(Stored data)
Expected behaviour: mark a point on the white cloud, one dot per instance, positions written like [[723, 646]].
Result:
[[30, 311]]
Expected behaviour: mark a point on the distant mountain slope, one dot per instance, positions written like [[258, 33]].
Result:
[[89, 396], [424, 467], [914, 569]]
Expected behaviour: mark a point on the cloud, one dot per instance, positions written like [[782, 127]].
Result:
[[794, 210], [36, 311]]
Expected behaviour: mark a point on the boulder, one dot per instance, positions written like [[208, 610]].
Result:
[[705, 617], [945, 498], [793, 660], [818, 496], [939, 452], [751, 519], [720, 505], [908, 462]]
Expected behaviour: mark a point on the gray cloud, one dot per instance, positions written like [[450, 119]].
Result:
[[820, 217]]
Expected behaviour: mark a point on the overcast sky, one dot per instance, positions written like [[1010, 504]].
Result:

→ WHAT YOU WILL DO
Rescale the records by writing out every line again, requests included, with each point coordinate in the results multiplied by 0.75 and rounded to a whole number, halves rounded up. Keep the sample positions inside the requests as they are.

→ TASK RESULT
Expected behaviour: mark a point on the white cloud, one dot per instance, positions written like [[723, 646]].
Result:
[[23, 233]]
Expected behaviour: mark a point on the distant mountain slope, one dot per instance, positions written like [[258, 33]].
Result:
[[67, 297], [318, 350], [686, 427]]
Expected behaviour: mark a point on the cloud, one dot per instance, positions written like [[782, 127]].
Result:
[[596, 158], [27, 233]]
Expected behaviour: mark a point on the boulder, one dot per instance, positions written like [[208, 610]].
Result:
[[529, 463], [709, 374], [595, 495], [614, 372], [704, 339], [563, 389], [540, 379], [681, 347]]
Expected behaviour: mark a point on the gray cloud, one dot per instance, positions written like [[450, 119]].
Result:
[[615, 163]]
Expected behaviour: mark a point on the overcast sky, one dot per instance, positions written like [[1010, 504]].
Result:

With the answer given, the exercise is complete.